Entries provided:
------------
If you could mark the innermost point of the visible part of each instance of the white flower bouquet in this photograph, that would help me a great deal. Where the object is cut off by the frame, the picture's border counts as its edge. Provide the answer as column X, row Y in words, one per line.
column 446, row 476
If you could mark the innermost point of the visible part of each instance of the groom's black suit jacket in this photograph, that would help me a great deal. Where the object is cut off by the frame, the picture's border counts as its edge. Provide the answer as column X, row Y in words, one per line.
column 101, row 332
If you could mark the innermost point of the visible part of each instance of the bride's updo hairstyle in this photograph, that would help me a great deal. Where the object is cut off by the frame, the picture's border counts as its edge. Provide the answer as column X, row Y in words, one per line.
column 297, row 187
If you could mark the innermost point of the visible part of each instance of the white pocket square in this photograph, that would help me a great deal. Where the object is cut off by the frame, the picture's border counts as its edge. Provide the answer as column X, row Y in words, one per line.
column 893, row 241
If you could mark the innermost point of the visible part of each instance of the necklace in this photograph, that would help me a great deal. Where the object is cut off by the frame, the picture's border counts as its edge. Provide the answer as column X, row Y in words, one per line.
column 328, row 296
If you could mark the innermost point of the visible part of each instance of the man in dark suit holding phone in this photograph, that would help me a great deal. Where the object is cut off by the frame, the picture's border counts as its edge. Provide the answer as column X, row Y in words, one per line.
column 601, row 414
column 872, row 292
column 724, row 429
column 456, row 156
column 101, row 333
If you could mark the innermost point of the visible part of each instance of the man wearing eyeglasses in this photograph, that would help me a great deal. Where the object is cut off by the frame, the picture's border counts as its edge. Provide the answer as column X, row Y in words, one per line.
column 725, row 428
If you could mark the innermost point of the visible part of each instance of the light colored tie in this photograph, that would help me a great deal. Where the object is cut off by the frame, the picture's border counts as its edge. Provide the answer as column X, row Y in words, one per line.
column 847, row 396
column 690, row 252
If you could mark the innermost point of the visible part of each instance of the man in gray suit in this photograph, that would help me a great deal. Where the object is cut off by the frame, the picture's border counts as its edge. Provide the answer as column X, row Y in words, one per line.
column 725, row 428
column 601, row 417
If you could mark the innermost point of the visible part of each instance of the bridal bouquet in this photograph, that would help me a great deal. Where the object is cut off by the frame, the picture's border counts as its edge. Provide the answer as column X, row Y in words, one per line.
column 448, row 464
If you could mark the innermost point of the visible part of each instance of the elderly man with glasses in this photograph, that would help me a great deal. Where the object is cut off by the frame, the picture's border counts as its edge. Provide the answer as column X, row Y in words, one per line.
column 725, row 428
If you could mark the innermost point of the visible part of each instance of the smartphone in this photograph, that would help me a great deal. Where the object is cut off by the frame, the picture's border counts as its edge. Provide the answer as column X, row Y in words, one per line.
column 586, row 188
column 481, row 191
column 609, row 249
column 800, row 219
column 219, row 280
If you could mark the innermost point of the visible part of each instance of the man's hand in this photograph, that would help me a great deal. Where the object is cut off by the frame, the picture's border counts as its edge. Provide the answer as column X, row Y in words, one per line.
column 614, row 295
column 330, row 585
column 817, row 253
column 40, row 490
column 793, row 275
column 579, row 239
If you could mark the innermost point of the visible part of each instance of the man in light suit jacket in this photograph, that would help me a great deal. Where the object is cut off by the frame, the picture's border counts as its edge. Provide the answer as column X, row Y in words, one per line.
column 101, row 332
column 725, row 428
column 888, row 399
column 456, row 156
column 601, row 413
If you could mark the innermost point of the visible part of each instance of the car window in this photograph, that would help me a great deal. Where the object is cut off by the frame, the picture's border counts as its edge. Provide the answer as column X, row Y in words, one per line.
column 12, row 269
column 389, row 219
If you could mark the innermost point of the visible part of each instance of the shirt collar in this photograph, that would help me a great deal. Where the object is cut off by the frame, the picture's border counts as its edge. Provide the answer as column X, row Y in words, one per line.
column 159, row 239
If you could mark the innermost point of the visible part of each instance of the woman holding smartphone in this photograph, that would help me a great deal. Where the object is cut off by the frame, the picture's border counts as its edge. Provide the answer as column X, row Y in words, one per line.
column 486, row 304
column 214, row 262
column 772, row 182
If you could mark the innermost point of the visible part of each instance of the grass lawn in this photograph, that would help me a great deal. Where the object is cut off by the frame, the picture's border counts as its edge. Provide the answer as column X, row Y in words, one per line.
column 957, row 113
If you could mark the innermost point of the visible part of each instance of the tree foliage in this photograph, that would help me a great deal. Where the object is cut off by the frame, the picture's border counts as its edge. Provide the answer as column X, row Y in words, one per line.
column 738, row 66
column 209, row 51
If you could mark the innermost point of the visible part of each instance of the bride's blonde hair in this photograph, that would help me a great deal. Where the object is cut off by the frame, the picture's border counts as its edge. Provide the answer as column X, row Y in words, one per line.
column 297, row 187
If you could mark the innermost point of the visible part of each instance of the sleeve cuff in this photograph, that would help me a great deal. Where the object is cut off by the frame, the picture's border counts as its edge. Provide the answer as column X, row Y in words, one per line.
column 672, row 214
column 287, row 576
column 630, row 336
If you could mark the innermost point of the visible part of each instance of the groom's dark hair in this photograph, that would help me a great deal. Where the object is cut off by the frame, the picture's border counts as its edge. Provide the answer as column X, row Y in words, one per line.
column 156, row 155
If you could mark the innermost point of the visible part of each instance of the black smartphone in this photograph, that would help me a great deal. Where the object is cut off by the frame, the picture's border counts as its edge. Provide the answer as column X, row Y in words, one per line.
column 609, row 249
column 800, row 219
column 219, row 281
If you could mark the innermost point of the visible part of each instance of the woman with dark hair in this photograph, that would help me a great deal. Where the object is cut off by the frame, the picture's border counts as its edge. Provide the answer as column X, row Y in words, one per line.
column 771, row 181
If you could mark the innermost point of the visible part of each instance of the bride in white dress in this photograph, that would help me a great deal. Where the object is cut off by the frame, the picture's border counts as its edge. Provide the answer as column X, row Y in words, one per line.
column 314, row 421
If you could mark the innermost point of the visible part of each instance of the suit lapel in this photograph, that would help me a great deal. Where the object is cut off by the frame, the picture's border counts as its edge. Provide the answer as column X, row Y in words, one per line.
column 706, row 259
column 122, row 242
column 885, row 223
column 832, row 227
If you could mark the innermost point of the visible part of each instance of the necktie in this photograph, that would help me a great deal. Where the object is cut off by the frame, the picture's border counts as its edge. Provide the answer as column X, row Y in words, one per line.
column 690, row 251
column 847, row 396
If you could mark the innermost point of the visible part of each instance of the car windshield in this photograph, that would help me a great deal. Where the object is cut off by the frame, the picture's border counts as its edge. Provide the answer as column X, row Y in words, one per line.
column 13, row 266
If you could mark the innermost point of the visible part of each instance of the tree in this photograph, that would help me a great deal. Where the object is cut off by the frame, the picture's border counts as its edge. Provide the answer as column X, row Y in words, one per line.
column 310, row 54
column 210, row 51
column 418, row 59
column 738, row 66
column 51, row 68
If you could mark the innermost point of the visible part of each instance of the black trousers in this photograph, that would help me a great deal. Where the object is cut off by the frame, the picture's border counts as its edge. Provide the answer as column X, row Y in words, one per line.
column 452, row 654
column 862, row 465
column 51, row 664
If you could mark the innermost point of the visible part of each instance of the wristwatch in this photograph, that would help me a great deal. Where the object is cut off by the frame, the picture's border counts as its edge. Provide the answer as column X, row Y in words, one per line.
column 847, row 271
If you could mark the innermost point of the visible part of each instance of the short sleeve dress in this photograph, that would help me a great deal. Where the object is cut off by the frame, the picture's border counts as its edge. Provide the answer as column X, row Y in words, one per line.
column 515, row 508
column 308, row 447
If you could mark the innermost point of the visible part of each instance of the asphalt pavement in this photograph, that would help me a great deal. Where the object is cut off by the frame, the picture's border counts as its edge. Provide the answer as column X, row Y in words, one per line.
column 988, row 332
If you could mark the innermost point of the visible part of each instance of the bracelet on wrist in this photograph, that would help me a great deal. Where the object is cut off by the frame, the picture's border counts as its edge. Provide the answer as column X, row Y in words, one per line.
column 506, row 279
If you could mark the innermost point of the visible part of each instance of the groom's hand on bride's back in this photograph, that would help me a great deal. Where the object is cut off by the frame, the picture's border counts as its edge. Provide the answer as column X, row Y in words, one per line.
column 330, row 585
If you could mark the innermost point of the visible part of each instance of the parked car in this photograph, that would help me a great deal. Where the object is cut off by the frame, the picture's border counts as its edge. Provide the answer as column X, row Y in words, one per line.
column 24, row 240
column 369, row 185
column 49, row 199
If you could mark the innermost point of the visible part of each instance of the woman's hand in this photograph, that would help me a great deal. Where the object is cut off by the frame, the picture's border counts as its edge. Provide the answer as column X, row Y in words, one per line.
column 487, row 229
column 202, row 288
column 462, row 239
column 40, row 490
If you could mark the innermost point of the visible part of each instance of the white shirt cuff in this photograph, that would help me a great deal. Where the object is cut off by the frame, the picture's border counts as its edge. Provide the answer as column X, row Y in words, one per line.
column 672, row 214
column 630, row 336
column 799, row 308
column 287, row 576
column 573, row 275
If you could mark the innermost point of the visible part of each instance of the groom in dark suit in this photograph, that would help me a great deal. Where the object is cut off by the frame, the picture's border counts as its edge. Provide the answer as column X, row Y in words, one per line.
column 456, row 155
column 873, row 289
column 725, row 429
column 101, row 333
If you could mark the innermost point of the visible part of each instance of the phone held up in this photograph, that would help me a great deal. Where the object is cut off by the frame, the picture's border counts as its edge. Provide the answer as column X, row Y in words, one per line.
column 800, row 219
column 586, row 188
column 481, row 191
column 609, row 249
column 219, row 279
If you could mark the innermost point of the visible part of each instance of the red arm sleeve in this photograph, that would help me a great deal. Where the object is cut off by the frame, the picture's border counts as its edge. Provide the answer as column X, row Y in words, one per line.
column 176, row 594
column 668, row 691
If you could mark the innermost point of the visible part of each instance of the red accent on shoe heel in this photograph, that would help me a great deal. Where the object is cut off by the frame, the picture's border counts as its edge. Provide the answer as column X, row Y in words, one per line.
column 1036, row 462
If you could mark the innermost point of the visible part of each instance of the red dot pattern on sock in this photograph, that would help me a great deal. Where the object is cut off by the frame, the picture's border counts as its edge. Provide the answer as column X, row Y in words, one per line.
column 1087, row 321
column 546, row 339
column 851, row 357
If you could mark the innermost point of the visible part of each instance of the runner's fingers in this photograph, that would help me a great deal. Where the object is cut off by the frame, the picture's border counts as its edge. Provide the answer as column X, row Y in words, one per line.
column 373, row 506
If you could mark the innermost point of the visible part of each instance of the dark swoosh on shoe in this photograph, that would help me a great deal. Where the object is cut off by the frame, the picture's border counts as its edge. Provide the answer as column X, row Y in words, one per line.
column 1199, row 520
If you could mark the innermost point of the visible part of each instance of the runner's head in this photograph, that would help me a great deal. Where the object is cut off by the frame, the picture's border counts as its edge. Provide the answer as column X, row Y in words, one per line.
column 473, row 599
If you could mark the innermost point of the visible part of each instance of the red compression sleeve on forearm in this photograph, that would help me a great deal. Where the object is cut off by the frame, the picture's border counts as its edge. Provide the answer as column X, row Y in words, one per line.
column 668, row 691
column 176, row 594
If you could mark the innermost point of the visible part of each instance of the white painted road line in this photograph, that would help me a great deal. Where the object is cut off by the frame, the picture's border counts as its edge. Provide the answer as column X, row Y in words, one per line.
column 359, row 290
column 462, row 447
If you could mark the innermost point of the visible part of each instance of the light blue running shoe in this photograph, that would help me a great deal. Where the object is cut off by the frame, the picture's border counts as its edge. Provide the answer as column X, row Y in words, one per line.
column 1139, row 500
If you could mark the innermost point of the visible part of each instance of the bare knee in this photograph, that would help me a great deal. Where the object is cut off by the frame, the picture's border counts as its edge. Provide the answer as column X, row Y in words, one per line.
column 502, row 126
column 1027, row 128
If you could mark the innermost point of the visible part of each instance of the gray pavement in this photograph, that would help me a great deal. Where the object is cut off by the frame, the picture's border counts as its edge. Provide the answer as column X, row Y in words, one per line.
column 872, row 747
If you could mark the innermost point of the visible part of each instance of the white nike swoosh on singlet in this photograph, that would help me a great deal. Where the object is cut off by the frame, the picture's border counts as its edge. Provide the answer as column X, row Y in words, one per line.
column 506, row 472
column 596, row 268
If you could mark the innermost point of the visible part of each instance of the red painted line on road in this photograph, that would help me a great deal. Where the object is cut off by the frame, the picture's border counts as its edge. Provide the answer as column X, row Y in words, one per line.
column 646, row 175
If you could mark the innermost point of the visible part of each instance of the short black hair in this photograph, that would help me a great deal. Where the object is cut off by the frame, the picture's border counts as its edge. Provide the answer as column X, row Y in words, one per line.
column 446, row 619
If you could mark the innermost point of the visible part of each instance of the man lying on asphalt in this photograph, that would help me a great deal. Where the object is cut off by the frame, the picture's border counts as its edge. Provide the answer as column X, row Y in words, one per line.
------------
Aim: Reproduce verbatim the lines from the one containing "the light blue" through the one containing "column 1139, row 500", inclusive.

Exercise output:
If you could mark the innermost point of the visible part of each instance of the light blue running shoe in this photograph, that would help me a great deal. Where the object is cut off by the frame, the picture's border counts as its edge. Provide the answer as column X, row Y in words, one per line.
column 1139, row 500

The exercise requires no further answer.